* _Exercise task_
Reproduce the data below line for line, changing nothing.

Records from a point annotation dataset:
◆ ◆ ◆ ◆
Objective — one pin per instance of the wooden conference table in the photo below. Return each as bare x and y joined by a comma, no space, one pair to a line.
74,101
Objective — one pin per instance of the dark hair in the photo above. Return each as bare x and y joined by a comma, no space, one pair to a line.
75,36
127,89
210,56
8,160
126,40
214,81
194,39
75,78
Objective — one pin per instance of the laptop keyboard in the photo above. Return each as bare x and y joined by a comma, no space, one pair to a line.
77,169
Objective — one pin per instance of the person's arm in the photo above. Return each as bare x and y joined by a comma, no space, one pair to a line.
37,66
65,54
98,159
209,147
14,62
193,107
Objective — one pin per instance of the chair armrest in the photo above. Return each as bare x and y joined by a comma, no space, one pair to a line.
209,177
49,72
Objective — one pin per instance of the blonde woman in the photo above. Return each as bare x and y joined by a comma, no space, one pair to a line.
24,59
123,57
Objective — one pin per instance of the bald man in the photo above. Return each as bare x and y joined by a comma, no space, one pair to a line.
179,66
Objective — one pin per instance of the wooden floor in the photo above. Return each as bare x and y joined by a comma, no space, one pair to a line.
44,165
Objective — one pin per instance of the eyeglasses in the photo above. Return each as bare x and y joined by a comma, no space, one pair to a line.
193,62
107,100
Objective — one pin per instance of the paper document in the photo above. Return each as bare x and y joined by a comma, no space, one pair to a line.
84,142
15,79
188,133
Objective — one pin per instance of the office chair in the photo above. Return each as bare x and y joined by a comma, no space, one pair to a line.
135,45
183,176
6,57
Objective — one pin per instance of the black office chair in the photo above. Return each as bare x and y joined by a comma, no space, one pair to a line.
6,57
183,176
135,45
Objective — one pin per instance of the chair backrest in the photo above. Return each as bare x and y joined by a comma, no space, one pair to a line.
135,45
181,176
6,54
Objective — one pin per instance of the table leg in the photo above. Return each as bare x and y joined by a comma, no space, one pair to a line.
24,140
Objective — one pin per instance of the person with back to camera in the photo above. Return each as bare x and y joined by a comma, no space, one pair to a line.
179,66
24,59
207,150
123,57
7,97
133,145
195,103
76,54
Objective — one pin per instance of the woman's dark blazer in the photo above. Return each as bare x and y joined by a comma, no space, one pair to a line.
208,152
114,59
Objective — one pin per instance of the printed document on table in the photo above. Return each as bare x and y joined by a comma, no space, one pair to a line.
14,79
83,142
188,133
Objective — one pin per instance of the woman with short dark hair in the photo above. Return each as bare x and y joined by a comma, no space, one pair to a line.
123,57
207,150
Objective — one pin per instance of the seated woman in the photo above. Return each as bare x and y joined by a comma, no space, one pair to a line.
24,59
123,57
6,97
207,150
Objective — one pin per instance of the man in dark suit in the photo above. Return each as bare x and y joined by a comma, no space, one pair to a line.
◆ ◆ ◆ ◆
* _Completed exercise_
Objective — one pin per instance of the wooden conference table in the photo below. Return each as bare x and y joined by a comma, no space, one pair to a line.
74,101
Objective — one pin per instance of the dark hair in the photo above. Return each as bare x and y joined by a comma, no space, one pair to a line.
75,36
127,89
210,56
8,160
126,40
214,81
194,39
75,78
Objective — one pin per instance of the laptop keyboard in the photo above. Return each as bare x and y joined by a comma, no space, one pair to a line.
77,169
Objective — one pin per instance of the person's arm in the photo above. Return each as bare x and y joined by a comma, no space, one pair to a line.
37,66
65,54
98,159
209,147
14,62
193,107
Objective — one pin per instance of the chair armrest in the photo above. Return each as bare x and y joined by a comma, no space, one pair to a line.
209,177
49,72
Objective — one pin per instance of the blonde woman in the photo above. Return each as bare x and y joined by a comma, no space, one pair to a line.
24,59
123,57
Objective — one pin per instance of the bald man in the photo above. Return each as bare x and y joined by a comma, no space, one pair to a line.
179,66
Objective — one pin per instance of the wooden floor in the photo above. Return each as bare x and y joined by a comma, no space, one pair to a line.
44,165
Objective — one pin per instance of the eyeglasses in the photo above. Return each as bare x and y joined by a comma, no space, one pair to a line.
193,62
107,100
Objective — one pin per instance of the paper document in the photo above. Return each as bare x and y joined by a comma, no space, one pair to a line.
84,142
15,79
188,133
Objective — one pin per instance of the office chair in the photo above. Return each as bare x and y joined by a comma, no space, one pair to a line.
135,45
183,176
6,57
Objective — one pin per instance of the black office chair in the photo above. Return each as bare x and y joined by a comma, no space, one pair to a line.
6,57
183,176
135,45
Objective — one pin per instance of the chair backrest in the photo above. Return each as bare x and y joined by a comma, no space, one pair to a line.
135,45
181,176
6,54
Objective — one pin per instance of the table leg in the photo above. Return each as bare x and y joined by a comma, no space, one pair to a line.
24,140
Objective — one pin per instance of the person with back to camera in the photo above. Return each as bare x and y joined by a comma, no space, one pair to a line.
179,66
24,59
207,150
123,57
7,97
133,145
195,103
76,54
Objective — one pin per instance of the woman's dark blazer in the photo above. Return each as bare x and y joined by a comma, no space, one pair to a line.
208,152
114,59
Objective — one pin per instance of the printed document on table in the photo above. Return each as bare x and y joined by a comma, no space, one pair to a line.
14,79
83,142
188,133
Objective — one pin per instance of the woman with short dark hair in the photo above. Return each as bare x and y joined by a comma, no space, one pair to a line.
123,57
207,150
Objective — one pin per instance of the seated woman in the photo above. Return each as bare x and y joined by a comma, no space, one pair to a line.
24,59
123,57
6,97
207,150
Objective — one pin per instance of the man in dark suit in the photo above. Return each as bare x and y joined by a comma, no space, one pair to a line.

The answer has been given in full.